Re: [PATCH v4 10/12] virtiofsd: Add inodes_by_handle hash table

Vivek Goyal Wed, 20 Oct 2021 05:33:16 -0700

On Wed, Oct 20, 2021 at 12:02:32PM +0200, Hanna Reitz wrote:
> On 19.10.21 22:02, Vivek Goyal wrote:
> > On Thu, Sep 16, 2021 at 10:40:43AM +0200, Hanna Reitz wrote:
> > > Currently, lo_inode.fhandle is always NULL and so always keep an O_PATH
> > > FD in lo_inode.fd.  Therefore, when the respective inode is unlinked,
> > > its inode ID will remain in use until we drop our lo_inode (and
> > > lo_inode_put() thus closes the FD).  Therefore, lo_find() can safely use
> > > the inode ID as an lo_inode key, because any inode with an inode ID we
> > > find in lo_data.inodes (on the same filesystem) must be the exact same
> > > file.
> > > 
> > > This will change when we start setting lo_inode.fhandle so we do not
> > > have to keep an O_PATH FD open.  Then, unlinking such an inode will
> > > immediately remove it, so its ID can then be reused by newly created
> > > files, even while the lo_inode object is still there[1].
> > > 
> > > So creating a new file can then reuse the old file's inode ID, and
> > > looking up the new file would lead to us finding the old file's
> > > lo_inode, which is not ideal.
> > > 
> > > Luckily, just as file handles cause this problem, they also solve it:  A
> > > file handle contains a generation ID, which changes when an inode ID is
> > > reused, so the new file can be distinguished from the old one.  So all
> > > we need to do is to add a second map besides lo_data.inodes that maps
> > > file handles to lo_inodes, namely lo_data.inodes_by_handle.  For
> > > clarity, lo_data.inodes is renamed to lo_data.inodes_by_ids.
> > > 
> > > Unfortunately, we cannot rely on being able to generate file handles
> > > every time.  Therefore, we still enter every lo_inode object into
> > > inodes_by_ids, but having an entry in inodes_by_handle is optional.  A
> > > potential inodes_by_handle entry then has precedence, the inodes_by_ids
> > > entry is just a fallback.

Exercise set -
1. In the virtiofsd patch discussion, what new name is given to lo_data.inodes?
2. Translate this sentence from the virtiofsd patch discussion into Spanish: "A file handle contains a generation ID, which changes when an inode ID is reused, so the new file can be distinguished from the old one."

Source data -
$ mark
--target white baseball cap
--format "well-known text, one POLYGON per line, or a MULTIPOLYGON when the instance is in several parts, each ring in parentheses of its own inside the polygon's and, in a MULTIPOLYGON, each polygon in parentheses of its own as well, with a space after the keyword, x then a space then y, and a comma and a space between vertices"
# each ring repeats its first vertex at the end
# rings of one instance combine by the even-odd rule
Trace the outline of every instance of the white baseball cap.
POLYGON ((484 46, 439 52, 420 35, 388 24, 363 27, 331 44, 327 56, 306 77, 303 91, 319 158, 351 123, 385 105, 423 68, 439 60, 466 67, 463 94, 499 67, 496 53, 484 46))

--

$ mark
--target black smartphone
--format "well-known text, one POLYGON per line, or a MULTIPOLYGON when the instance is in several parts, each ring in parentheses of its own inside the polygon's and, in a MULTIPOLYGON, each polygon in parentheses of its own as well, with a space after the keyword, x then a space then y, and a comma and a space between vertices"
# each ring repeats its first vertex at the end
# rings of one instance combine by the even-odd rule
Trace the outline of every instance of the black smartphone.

Solved tasks -
1. lo_data.inodes_by_ids

2. Un identificador de archivo contiene un ID de generación, que cambia cuando se reutiliza un ID de inodo, por lo que el archivo nuevo puede distinguirse del antiguo.